*WHAT NEEDS TO BE DONE*.
When you reach the entries, transcribe each one exactly.

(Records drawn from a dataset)
──────
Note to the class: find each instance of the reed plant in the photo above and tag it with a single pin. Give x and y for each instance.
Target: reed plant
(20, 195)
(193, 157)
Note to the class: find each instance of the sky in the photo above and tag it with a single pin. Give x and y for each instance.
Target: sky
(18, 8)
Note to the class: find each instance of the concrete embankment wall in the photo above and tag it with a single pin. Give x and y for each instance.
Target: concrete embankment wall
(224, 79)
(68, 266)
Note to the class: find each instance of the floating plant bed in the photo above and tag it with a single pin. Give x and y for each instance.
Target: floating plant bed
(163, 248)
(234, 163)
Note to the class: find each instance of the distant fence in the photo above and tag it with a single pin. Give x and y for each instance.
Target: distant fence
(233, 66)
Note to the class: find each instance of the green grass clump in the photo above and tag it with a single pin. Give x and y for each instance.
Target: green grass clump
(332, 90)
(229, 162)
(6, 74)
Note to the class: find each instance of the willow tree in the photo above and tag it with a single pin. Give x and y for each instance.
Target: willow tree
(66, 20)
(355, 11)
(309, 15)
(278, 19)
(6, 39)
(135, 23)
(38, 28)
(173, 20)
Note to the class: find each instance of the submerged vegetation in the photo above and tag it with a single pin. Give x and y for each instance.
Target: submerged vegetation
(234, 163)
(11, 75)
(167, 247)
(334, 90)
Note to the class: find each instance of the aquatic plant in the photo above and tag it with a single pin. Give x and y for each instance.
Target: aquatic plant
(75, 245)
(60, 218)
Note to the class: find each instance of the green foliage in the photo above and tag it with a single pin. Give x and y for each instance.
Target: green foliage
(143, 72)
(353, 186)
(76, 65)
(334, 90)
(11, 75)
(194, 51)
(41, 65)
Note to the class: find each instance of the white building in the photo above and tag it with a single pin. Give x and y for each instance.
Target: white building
──────
*SOLUTION FOR THIS EXERCISE*.
Note to the class: find each instance of the reed plant in the photo above and tag it with a single pin. Give x and y for each instance.
Target: reed plant
(20, 195)
(193, 157)
Note to the class: find each instance of the sky in the photo above and tag it with a single pin. Give x and y for each instance.
Target: sky
(18, 8)
Note to the class: find each instance of the concrete embankment wall in the photo above and tag it with a single pin. Give x and y for each instance.
Target: concrete embankment wall
(224, 79)
(68, 266)
Note to the class: find each instance of the floating plant bed in the photo above and tag it with a single pin. Give x and y for each instance.
Target: floating plant bed
(163, 248)
(234, 163)
Note to the class: find each instance of the distant fence in the photo above and tag it with a single pin. Give x and y for each instance.
Target: distant fence
(233, 66)
Note to the class: find each instance of the green grass clump in the photo above and tag it with a single pin. Give x and y for each instance.
Target: green grass clump
(332, 90)
(229, 162)
(6, 74)
Note to the class: find each instance of the willow tree in the photo above and tag it with a single pin. Give x and y for each instance.
Target: willow tree
(66, 20)
(355, 11)
(309, 15)
(278, 19)
(6, 39)
(135, 23)
(38, 28)
(173, 20)
Note to the class: find each instance of the submerged vegetation in the photo above and tag it with a single pin. Give x and y for each instance.
Target: submerged vegetation
(234, 163)
(11, 75)
(167, 247)
(334, 90)
Note to the class: find each instance of the aquatic plant in the photo above and tag it with a single pin. Give x and y for each instance.
Target: aquatic plant
(75, 245)
(60, 218)
Note to the class: find each instance of the green foliage in the photo above and tag it with a single pin. Give x and y for each instance.
Target: green foliage
(143, 72)
(353, 186)
(76, 65)
(334, 90)
(11, 75)
(194, 51)
(41, 65)
Note to the class: find each instance of the white building in the photo above and tag it with a single pin. Give x and y for each instance.
Target: white building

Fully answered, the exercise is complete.